From the listing below, copy only the lines running from the line that contains "point_to MUST indicate the tall" to the line that contains "point_to MUST indicate the car door", both included.
- - -
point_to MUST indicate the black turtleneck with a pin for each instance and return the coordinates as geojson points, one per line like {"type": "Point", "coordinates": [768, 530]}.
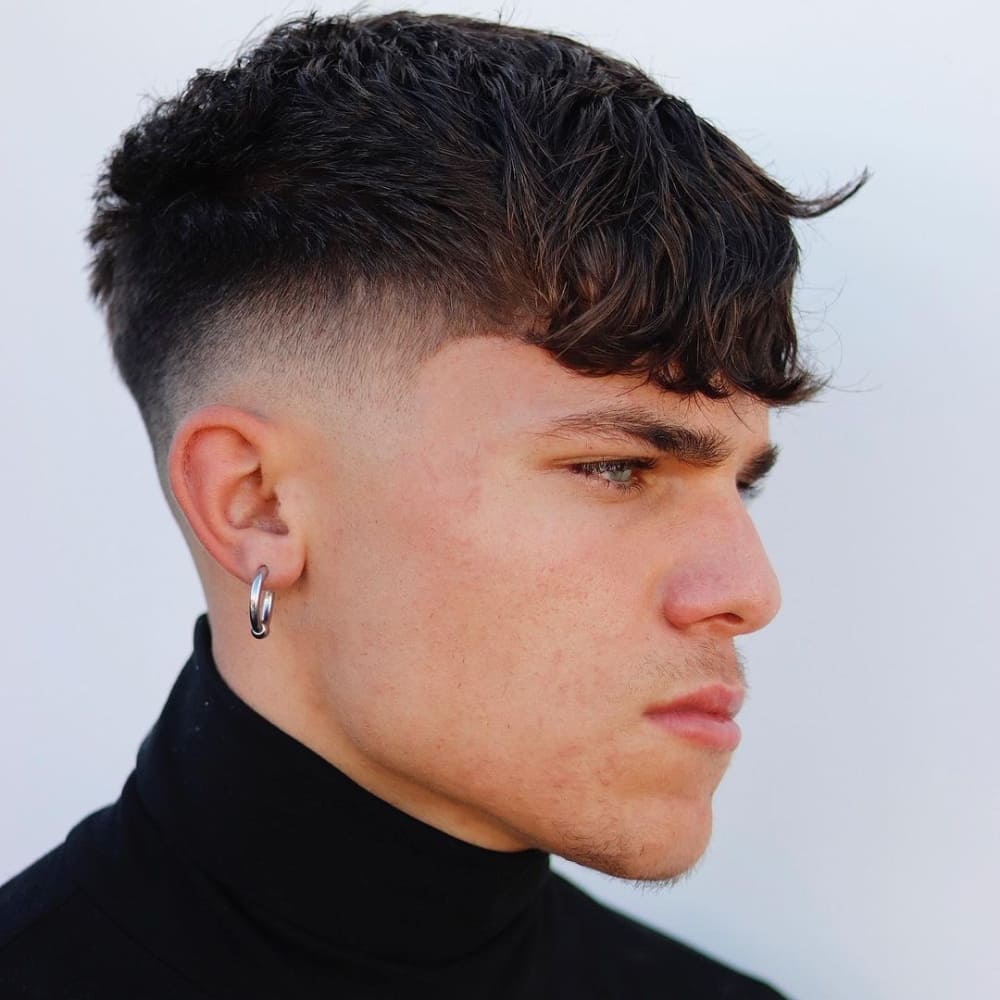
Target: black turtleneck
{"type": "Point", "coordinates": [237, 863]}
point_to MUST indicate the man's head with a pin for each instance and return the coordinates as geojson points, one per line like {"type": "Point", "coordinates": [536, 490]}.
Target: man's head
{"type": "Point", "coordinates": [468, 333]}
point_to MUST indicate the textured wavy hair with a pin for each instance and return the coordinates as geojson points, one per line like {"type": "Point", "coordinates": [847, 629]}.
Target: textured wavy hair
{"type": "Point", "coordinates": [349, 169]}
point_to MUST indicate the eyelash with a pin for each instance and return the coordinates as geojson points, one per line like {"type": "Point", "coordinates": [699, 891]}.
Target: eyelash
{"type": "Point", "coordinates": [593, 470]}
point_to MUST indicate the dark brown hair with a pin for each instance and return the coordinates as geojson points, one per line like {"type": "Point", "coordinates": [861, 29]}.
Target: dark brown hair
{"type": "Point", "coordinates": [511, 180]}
- - -
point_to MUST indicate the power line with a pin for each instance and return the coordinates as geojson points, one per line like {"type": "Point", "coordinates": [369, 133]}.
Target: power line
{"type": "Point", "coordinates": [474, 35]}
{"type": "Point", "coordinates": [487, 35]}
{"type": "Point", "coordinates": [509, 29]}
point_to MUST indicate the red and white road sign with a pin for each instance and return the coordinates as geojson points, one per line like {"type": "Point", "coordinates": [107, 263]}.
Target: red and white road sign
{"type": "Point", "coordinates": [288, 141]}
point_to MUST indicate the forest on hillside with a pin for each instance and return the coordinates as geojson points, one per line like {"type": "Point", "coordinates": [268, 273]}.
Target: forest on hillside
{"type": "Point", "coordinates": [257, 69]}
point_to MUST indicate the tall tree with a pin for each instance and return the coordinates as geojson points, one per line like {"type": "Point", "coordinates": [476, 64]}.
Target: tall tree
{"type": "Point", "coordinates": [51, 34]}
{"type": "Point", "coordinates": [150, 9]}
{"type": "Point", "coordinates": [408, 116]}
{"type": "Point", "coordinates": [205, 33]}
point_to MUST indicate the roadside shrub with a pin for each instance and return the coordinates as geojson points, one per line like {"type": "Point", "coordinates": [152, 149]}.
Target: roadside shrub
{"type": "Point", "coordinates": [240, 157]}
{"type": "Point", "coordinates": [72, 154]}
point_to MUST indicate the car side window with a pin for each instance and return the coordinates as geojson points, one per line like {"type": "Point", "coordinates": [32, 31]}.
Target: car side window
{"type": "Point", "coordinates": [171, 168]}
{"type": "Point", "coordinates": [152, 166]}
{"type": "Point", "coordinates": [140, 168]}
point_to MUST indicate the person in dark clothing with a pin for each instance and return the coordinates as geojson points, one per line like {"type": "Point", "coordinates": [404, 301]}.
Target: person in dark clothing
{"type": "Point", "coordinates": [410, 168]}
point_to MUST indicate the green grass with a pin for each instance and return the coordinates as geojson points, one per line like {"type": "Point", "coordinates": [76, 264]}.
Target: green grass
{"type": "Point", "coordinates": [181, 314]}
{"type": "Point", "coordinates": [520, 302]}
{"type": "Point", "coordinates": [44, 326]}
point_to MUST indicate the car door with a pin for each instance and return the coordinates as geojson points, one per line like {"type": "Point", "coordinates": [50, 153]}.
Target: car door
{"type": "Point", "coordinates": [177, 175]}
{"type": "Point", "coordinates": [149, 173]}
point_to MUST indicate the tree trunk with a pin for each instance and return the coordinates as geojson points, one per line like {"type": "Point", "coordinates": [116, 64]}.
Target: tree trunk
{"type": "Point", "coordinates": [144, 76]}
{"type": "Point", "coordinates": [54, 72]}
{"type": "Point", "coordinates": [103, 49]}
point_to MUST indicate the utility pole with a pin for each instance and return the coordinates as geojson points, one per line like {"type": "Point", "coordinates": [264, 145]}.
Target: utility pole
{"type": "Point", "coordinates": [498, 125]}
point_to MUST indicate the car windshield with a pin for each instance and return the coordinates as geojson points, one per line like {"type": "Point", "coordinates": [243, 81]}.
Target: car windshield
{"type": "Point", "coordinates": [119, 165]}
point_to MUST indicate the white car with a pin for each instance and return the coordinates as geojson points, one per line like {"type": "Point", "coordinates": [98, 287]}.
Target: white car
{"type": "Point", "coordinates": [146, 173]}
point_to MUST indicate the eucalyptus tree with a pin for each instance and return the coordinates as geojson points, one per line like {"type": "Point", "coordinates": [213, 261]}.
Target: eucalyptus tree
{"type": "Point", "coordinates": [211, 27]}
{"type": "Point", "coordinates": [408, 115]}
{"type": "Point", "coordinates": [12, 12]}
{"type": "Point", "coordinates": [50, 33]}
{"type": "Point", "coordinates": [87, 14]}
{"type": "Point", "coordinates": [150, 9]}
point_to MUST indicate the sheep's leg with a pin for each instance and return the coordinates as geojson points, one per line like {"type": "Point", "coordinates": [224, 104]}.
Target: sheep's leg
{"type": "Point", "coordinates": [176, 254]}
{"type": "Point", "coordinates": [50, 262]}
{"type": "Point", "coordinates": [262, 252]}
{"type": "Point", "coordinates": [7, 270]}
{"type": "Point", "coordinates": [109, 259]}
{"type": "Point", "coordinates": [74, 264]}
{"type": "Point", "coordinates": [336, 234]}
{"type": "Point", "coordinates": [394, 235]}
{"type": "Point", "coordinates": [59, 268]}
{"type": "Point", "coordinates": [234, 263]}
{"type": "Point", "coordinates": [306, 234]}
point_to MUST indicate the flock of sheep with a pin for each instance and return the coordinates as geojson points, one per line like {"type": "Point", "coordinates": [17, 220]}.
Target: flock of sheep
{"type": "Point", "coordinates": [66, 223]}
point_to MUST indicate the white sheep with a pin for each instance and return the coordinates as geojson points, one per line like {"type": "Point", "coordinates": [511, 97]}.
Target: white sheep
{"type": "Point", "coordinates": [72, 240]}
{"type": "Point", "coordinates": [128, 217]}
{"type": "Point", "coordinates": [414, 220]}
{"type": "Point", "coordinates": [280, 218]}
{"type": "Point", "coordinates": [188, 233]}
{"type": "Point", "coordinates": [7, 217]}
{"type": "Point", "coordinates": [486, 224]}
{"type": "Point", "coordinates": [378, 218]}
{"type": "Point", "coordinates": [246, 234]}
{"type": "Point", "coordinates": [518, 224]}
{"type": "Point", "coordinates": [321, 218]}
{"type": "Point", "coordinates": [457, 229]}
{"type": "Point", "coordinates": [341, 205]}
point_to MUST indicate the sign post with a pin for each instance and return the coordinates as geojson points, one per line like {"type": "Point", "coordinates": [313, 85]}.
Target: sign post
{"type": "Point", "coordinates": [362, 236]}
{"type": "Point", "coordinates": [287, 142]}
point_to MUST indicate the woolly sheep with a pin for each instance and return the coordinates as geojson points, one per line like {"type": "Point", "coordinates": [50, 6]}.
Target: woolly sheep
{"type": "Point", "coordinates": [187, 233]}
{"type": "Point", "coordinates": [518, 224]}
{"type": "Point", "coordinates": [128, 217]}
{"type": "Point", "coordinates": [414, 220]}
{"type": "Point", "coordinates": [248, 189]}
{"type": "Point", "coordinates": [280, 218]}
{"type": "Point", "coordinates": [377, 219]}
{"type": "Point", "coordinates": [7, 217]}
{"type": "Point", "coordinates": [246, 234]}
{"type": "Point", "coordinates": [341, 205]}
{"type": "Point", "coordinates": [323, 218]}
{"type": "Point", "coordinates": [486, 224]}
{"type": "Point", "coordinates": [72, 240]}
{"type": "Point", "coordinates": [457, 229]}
- - -
▶ **Problem solution**
point_to MUST indicate the tall tree with a pin for each instance and return the coordinates as geojson points, one per line like {"type": "Point", "coordinates": [476, 64]}.
Target: tall tree
{"type": "Point", "coordinates": [51, 34]}
{"type": "Point", "coordinates": [150, 9]}
{"type": "Point", "coordinates": [408, 116]}
{"type": "Point", "coordinates": [205, 33]}
point_to MUST indicate the roadside shrub with a pin for each instance and return the coordinates as geojson points, one per line like {"type": "Point", "coordinates": [152, 149]}.
Target: roadside shrub
{"type": "Point", "coordinates": [240, 157]}
{"type": "Point", "coordinates": [72, 154]}
point_to MUST indicate the car side window with a pin for each instance and return the coordinates as geojson points, one per line like {"type": "Point", "coordinates": [32, 31]}.
Target: car side window
{"type": "Point", "coordinates": [171, 168]}
{"type": "Point", "coordinates": [152, 166]}
{"type": "Point", "coordinates": [140, 168]}
point_to MUST indicate the person in dark clothing with a pin for each instance and return the coordinates as geojson points, one per line like {"type": "Point", "coordinates": [404, 301]}.
Target: person in dark clothing
{"type": "Point", "coordinates": [410, 168]}
point_to MUST indicate the green grass with a pin for each instance and return the coordinates as geojson points, one per line like {"type": "Point", "coordinates": [76, 264]}.
Target: green grass
{"type": "Point", "coordinates": [181, 314]}
{"type": "Point", "coordinates": [520, 302]}
{"type": "Point", "coordinates": [44, 326]}
point_to MUST indicate the car door with a pin for each instance and return the coordinates as geojson points, one per line like {"type": "Point", "coordinates": [50, 153]}.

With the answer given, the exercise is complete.